--- START Source excerpt ---

On March 12, India formally asked China for emergency urea to keep its fertilizer plants running.
On March 16, China halted NPK fertilizer blend exports and extended its phosphate suspension through August.
Read that sequence again. The world’s most populous nation asked the world’s largest fertilizer producer for help. The response was a lockdown.
This is the second trap.
The first trap is Hormuz. One-third of global seaborne fertilizer trade physically blocked. Transit collapsed 97 percent. Gulf urea, ammonia, and sulfur stranded behind mines, drones, and an insurance market that has fractured beyond repair.
The second trap is China. Beijing looked at the Hormuz crisis, calculated that Gulf sulfur (over half of China’s imports) would not arrive, and made the rational decision to protect 1.4 billion of its own people first. Strategic sulfur reserves activated. Commercial nitrogen and phosphate stocks released early. NPK blends locked down for export. Phosphate banned through August. The 725 million tonne grain target in the 15th Five-Year Plan does not bend for India’s Kharif season.

--- END Source excerpt ---
--- START Record extracts ---

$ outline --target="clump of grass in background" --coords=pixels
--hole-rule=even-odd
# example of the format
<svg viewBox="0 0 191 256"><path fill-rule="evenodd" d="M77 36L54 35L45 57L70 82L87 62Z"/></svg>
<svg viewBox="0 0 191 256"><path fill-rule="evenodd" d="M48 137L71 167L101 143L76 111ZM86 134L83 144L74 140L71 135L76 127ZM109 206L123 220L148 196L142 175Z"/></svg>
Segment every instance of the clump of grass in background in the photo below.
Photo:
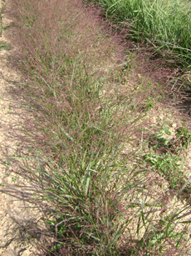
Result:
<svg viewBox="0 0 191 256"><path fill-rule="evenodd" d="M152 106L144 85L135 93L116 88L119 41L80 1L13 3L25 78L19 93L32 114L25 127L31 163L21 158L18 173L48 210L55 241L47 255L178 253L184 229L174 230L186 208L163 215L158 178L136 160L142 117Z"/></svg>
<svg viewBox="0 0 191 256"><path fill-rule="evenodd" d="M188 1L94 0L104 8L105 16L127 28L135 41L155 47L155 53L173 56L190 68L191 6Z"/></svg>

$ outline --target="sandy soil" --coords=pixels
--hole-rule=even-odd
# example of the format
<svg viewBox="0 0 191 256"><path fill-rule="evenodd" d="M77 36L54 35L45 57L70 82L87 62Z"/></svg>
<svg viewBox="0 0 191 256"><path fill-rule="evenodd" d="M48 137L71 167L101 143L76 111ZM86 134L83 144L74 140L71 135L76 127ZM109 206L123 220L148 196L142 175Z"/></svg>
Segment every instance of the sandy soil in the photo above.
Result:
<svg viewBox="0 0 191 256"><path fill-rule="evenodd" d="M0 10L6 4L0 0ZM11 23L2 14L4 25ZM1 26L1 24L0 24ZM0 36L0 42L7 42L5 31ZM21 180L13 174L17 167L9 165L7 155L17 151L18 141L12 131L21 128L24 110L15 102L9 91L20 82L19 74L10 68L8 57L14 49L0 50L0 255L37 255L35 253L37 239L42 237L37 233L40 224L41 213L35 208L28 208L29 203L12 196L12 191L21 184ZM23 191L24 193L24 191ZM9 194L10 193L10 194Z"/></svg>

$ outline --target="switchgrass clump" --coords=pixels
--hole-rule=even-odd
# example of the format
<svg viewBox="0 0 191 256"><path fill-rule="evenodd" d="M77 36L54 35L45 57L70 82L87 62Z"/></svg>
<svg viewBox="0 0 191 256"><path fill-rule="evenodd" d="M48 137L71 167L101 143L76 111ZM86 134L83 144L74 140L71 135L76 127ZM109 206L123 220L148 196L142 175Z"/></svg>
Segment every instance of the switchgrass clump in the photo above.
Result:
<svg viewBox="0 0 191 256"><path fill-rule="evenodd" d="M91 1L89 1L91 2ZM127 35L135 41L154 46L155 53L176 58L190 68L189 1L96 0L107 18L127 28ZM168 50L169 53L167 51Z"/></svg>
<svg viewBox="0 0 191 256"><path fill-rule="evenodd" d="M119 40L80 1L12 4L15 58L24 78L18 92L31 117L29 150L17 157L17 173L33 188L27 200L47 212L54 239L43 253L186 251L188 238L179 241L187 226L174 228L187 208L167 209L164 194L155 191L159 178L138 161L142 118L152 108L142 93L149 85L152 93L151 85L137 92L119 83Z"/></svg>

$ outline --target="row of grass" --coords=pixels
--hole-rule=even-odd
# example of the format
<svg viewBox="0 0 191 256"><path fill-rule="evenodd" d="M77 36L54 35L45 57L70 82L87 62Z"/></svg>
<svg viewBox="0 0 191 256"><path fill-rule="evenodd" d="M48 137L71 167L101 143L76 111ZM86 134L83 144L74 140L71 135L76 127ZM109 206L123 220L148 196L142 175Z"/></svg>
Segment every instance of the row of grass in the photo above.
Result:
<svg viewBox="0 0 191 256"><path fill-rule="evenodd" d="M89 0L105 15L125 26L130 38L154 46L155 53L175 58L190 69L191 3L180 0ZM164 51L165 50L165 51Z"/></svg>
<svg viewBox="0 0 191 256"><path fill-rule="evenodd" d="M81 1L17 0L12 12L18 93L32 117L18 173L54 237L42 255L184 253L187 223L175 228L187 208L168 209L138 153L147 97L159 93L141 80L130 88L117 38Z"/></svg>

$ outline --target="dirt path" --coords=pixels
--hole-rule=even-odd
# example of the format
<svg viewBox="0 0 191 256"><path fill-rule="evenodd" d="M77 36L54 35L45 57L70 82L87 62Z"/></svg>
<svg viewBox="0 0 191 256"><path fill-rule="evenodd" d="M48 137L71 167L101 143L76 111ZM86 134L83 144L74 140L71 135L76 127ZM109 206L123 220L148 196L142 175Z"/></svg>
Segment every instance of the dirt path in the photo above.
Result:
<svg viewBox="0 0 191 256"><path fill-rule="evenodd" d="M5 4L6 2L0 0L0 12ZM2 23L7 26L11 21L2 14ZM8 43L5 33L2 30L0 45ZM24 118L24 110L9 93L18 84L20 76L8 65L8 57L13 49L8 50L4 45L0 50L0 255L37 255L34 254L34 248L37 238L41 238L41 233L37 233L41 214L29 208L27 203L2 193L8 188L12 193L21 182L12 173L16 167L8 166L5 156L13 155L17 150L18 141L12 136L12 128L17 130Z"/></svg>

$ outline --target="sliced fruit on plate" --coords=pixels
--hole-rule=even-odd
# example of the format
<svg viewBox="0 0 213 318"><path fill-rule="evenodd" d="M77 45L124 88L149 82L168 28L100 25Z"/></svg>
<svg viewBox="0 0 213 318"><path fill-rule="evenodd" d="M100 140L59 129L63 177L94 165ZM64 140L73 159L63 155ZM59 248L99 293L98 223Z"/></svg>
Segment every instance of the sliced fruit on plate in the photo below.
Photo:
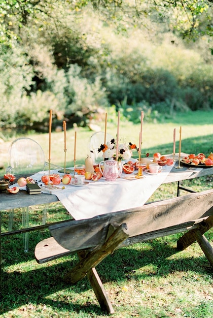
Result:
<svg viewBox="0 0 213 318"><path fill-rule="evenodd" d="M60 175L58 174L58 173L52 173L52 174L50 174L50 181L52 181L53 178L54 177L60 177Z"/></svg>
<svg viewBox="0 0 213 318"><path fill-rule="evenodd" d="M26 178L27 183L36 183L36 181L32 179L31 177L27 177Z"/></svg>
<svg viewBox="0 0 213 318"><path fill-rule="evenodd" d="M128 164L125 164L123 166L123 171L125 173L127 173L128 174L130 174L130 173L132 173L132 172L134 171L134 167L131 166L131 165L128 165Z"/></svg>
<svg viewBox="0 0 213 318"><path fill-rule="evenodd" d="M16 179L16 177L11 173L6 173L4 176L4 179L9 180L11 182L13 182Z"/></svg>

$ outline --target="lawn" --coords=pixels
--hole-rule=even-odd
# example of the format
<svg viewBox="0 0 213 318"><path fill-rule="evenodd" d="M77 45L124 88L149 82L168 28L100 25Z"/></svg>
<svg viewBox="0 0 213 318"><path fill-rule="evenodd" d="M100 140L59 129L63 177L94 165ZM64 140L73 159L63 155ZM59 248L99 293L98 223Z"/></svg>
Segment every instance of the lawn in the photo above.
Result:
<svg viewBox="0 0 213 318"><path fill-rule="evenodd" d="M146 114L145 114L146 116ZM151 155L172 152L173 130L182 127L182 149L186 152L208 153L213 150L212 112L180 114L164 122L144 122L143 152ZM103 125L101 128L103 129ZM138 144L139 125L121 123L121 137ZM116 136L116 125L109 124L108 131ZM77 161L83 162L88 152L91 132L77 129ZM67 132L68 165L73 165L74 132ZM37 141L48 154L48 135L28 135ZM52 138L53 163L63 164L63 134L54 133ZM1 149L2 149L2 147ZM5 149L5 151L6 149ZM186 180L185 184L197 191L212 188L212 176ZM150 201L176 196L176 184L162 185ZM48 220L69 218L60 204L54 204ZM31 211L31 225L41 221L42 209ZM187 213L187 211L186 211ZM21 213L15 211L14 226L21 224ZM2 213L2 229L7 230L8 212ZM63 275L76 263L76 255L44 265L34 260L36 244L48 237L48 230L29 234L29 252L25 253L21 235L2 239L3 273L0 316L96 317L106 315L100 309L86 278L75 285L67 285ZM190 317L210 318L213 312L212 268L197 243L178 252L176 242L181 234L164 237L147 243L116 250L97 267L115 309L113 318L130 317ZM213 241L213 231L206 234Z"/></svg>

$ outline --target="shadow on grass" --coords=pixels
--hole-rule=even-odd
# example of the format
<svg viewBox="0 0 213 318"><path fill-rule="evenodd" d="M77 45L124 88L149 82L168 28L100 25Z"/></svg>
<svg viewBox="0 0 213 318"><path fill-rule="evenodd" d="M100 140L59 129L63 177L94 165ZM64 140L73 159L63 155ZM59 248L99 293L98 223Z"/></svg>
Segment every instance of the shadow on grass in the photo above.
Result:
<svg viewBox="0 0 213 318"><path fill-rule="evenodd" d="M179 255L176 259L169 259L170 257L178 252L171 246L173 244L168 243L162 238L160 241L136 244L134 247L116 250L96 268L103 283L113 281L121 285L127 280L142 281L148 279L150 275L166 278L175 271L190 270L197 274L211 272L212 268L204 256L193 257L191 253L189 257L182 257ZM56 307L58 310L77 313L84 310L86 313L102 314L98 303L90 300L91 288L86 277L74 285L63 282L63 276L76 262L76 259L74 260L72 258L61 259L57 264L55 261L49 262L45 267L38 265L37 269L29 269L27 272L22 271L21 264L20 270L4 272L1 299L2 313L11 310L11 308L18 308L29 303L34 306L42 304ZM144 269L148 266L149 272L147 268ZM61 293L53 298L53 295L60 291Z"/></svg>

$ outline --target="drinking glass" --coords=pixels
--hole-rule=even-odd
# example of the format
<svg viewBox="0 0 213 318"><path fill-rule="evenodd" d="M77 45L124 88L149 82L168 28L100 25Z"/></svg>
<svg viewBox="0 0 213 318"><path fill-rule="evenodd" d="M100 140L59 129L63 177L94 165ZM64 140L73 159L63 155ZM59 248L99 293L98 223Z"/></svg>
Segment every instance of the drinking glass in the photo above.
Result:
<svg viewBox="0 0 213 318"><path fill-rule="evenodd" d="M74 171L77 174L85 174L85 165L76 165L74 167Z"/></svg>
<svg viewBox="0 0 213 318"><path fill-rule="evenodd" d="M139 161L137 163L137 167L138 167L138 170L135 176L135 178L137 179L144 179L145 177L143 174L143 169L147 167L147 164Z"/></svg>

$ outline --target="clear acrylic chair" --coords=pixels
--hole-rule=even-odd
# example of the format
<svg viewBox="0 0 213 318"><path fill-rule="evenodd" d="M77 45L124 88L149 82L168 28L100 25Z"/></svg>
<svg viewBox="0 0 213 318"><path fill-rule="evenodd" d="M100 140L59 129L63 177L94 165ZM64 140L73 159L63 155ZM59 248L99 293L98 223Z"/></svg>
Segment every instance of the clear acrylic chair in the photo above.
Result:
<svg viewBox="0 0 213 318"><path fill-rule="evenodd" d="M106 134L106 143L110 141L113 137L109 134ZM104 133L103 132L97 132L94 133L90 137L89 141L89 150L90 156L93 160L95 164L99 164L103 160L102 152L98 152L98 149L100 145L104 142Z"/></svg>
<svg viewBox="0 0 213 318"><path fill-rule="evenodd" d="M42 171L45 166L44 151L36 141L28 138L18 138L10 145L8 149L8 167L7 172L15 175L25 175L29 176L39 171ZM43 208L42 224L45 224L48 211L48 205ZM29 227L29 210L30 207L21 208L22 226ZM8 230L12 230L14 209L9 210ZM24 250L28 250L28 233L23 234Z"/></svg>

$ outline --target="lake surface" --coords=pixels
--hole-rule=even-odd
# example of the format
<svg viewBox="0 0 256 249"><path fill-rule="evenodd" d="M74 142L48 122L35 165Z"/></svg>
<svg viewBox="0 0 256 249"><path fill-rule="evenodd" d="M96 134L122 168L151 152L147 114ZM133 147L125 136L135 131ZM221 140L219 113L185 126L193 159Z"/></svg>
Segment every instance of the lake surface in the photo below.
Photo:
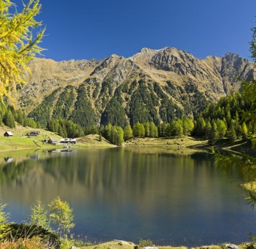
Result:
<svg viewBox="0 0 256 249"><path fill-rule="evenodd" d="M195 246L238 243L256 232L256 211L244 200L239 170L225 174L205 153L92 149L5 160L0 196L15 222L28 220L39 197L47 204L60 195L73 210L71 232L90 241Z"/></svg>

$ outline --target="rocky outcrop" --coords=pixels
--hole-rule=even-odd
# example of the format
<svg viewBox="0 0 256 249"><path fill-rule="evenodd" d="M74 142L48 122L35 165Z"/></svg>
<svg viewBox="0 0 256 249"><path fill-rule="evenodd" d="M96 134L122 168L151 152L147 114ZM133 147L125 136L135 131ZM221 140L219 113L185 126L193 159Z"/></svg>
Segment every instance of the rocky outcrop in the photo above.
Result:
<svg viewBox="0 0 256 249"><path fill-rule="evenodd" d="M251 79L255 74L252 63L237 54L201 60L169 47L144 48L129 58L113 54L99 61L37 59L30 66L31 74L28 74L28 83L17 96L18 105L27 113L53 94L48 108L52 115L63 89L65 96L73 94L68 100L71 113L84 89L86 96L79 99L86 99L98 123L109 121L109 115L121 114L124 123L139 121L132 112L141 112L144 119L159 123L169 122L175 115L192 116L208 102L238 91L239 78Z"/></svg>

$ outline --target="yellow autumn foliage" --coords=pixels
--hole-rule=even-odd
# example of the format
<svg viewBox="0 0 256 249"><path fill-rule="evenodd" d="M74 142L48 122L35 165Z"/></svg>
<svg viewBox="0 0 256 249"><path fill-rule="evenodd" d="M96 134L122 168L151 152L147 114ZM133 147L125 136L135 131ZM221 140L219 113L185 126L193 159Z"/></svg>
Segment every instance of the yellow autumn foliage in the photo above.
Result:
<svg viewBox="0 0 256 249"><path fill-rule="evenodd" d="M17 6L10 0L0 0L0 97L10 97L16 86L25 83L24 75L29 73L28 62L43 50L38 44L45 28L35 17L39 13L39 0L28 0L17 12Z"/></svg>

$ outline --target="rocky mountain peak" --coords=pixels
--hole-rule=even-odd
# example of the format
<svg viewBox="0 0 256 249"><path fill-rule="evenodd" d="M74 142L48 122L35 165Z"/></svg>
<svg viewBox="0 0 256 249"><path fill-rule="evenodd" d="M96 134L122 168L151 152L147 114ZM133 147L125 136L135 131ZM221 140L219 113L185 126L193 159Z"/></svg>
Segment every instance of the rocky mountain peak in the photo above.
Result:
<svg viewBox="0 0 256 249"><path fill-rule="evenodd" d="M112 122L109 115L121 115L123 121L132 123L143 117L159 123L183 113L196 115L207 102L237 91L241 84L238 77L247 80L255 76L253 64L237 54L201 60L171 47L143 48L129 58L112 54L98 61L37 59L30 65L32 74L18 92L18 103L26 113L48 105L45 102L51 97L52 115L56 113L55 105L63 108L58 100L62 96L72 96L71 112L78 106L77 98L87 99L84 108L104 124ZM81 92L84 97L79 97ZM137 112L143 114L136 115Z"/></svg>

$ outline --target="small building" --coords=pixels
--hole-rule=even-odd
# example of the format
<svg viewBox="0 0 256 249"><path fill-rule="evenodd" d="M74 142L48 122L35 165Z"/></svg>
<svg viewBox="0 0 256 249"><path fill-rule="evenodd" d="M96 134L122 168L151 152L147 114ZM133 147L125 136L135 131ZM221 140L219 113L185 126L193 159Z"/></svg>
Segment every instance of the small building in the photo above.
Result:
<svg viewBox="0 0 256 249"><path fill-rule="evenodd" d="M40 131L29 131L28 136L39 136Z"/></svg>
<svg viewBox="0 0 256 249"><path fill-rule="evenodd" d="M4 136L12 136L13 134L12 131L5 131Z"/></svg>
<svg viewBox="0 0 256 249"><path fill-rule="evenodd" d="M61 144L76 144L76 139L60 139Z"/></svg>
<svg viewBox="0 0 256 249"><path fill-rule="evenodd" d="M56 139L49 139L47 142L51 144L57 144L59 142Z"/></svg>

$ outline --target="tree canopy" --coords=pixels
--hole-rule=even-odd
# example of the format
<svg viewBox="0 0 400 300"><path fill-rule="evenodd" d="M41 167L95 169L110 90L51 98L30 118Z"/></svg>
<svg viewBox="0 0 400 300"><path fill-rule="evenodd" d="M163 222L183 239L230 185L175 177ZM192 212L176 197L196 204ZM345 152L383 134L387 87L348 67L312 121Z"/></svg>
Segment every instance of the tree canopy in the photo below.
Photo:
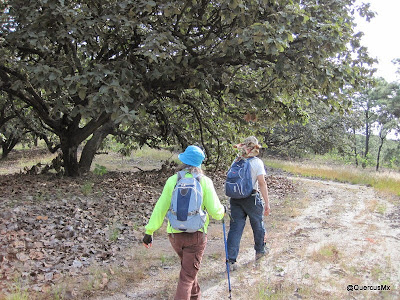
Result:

--- END Record extracts ---

Written instruction:
From the passage on the fertilizer crisis, list every Gulf product it describes as stranded.

Written answer:
Urea, ammonia, and sulfur.